Region pointing data:
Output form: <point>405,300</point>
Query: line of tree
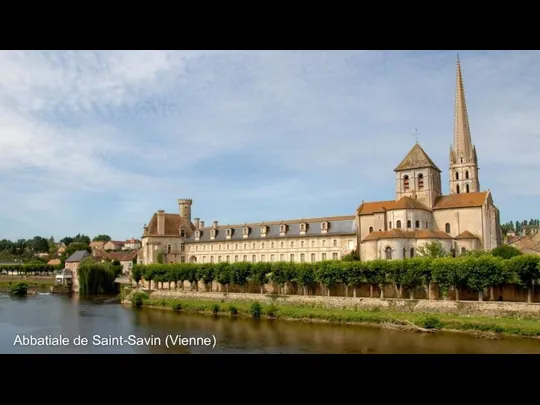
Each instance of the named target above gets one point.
<point>518,226</point>
<point>477,271</point>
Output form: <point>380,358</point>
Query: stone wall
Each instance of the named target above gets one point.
<point>506,293</point>
<point>402,305</point>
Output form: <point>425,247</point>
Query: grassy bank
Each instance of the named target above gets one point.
<point>40,284</point>
<point>508,326</point>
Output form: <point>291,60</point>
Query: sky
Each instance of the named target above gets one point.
<point>95,142</point>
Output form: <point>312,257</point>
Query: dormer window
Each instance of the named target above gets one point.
<point>325,225</point>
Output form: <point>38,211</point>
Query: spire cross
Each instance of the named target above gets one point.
<point>416,135</point>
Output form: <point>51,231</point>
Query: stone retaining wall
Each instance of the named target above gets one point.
<point>487,308</point>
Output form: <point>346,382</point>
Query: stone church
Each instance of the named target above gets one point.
<point>464,219</point>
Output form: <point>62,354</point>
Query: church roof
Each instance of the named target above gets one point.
<point>401,234</point>
<point>404,203</point>
<point>172,225</point>
<point>417,158</point>
<point>339,225</point>
<point>463,200</point>
<point>466,235</point>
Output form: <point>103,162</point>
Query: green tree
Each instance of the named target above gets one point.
<point>506,252</point>
<point>101,238</point>
<point>526,268</point>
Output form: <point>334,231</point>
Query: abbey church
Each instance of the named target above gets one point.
<point>464,219</point>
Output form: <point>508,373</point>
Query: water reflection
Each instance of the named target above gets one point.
<point>72,316</point>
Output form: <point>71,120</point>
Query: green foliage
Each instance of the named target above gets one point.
<point>477,272</point>
<point>96,278</point>
<point>255,310</point>
<point>506,252</point>
<point>28,268</point>
<point>101,238</point>
<point>20,289</point>
<point>138,298</point>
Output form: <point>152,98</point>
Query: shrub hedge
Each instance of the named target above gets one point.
<point>475,272</point>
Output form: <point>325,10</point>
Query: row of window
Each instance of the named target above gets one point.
<point>272,258</point>
<point>389,252</point>
<point>447,227</point>
<point>269,245</point>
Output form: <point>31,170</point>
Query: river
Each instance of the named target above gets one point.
<point>55,315</point>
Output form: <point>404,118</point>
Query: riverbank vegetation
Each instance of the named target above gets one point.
<point>476,272</point>
<point>97,278</point>
<point>40,284</point>
<point>422,322</point>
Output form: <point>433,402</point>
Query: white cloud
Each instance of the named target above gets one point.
<point>120,134</point>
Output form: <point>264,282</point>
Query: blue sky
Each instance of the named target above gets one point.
<point>97,141</point>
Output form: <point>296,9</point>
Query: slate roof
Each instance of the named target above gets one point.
<point>172,225</point>
<point>417,158</point>
<point>464,200</point>
<point>345,225</point>
<point>78,256</point>
<point>401,234</point>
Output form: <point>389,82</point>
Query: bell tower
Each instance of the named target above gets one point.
<point>463,159</point>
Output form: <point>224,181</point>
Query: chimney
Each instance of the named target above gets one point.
<point>161,222</point>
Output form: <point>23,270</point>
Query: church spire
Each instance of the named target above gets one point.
<point>463,159</point>
<point>462,147</point>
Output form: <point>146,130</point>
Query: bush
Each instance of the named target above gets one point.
<point>255,310</point>
<point>271,311</point>
<point>138,298</point>
<point>20,289</point>
<point>430,322</point>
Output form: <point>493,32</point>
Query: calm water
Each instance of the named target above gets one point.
<point>55,315</point>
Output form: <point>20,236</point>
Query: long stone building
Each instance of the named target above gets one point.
<point>464,219</point>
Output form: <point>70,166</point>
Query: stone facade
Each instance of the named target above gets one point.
<point>465,219</point>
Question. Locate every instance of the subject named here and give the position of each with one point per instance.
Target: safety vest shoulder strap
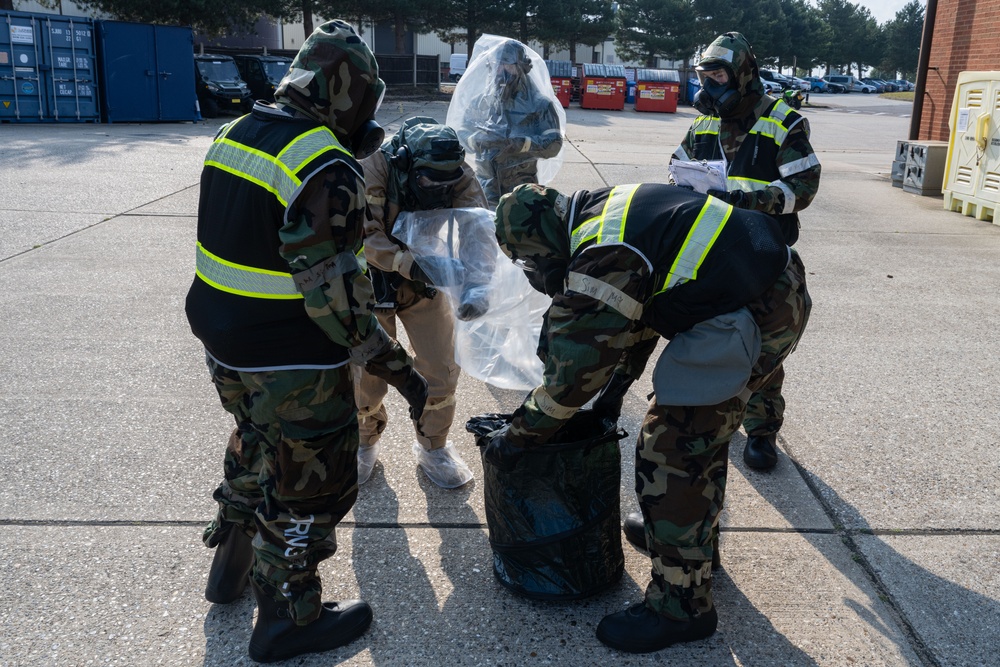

What to produce. Repeat every record above exactly, but drop the pictures.

Exercise solution.
Output form: <point>405,300</point>
Query: line of tree
Each instance of the named target above gets one point.
<point>518,226</point>
<point>477,271</point>
Output form: <point>380,358</point>
Query: stone wall
Each instance of the named target above gets one point.
<point>506,293</point>
<point>402,305</point>
Output form: <point>425,247</point>
Query: grassy bank
Each instance of the named target above gets one point.
<point>40,284</point>
<point>508,326</point>
Output form: <point>291,60</point>
Query: sky
Each instance of the named target above gets one point.
<point>95,142</point>
Output form: <point>312,257</point>
Query: dormer window
Each instance of the named target above gets one point.
<point>325,225</point>
Output form: <point>38,211</point>
Query: spire cross
Each instance of the named target above gets one point.
<point>416,135</point>
Output form: <point>51,231</point>
Query: stone retaining wall
Each instance of the named target above gets one point.
<point>487,308</point>
Output form: <point>346,382</point>
Query: stone church
Each instance of the named target above gets one point.
<point>464,219</point>
Output form: <point>62,354</point>
Query: church roof
Each instance of the named target above gets one point.
<point>401,234</point>
<point>404,203</point>
<point>172,225</point>
<point>417,158</point>
<point>339,225</point>
<point>463,200</point>
<point>466,235</point>
Output form: <point>103,162</point>
Query: green tree
Each instance of the named target above gets one point.
<point>506,252</point>
<point>101,238</point>
<point>526,268</point>
Output form: <point>334,231</point>
Query: abbey church
Each instance of the named target above gets one point.
<point>464,219</point>
Output form: <point>508,373</point>
Query: water reflection
Each instance of the named target above gets one point.
<point>72,316</point>
Output form: <point>71,120</point>
Query: green foliage
Each instance of the named target above gets one point.
<point>477,272</point>
<point>96,278</point>
<point>255,310</point>
<point>506,252</point>
<point>28,268</point>
<point>101,238</point>
<point>20,289</point>
<point>138,298</point>
Output form: <point>152,98</point>
Query: shrub hedge
Each instance of the named target above gets one point.
<point>475,272</point>
Output form: <point>325,10</point>
Query: row of window
Each instance of the named target above gets one point.
<point>272,258</point>
<point>389,252</point>
<point>447,227</point>
<point>269,245</point>
Output form: <point>31,170</point>
Query: river
Each instance of the named target above gets one point.
<point>55,315</point>
Output form: <point>404,118</point>
Query: riverbank vegetation
Each instance of the named target above gets one point.
<point>476,272</point>
<point>97,278</point>
<point>40,284</point>
<point>422,322</point>
Output form: <point>433,402</point>
Query: white cloud
Each instance of the named target above gets one point.
<point>120,134</point>
Output form: <point>264,282</point>
Query: blue sky
Each instance of the named target above gets one point.
<point>97,141</point>
Output form: <point>296,9</point>
Query: slate roof
Each instance of the named target above gets one point.
<point>172,225</point>
<point>417,158</point>
<point>464,200</point>
<point>345,225</point>
<point>78,256</point>
<point>401,234</point>
Output form: <point>389,82</point>
Query: bell tower
Each instance of the named target above gets one point.
<point>463,159</point>
Output form: <point>224,181</point>
Query: chimney
Each instance of the named target above gets one point.
<point>161,222</point>
Output form: <point>23,270</point>
Query: church spire
Each instance of the named target above gets one point.
<point>463,159</point>
<point>462,147</point>
Output form: <point>146,130</point>
Query: bush
Each instance of the named target above gets one point.
<point>255,310</point>
<point>271,311</point>
<point>138,298</point>
<point>20,289</point>
<point>430,322</point>
Output form: <point>493,32</point>
Query: calm water
Each instance of the named target above gets one point.
<point>55,315</point>
Output form: <point>20,236</point>
Query: long stone building
Each instance of the named target above gets one point.
<point>464,219</point>
Output form: <point>70,166</point>
Query: stone facade
Each instance of the named target above gets one point.
<point>465,219</point>
Question. Locate every instance of the subject named here and give the position of each with one point per instance.
Target: safety vest shoulder strap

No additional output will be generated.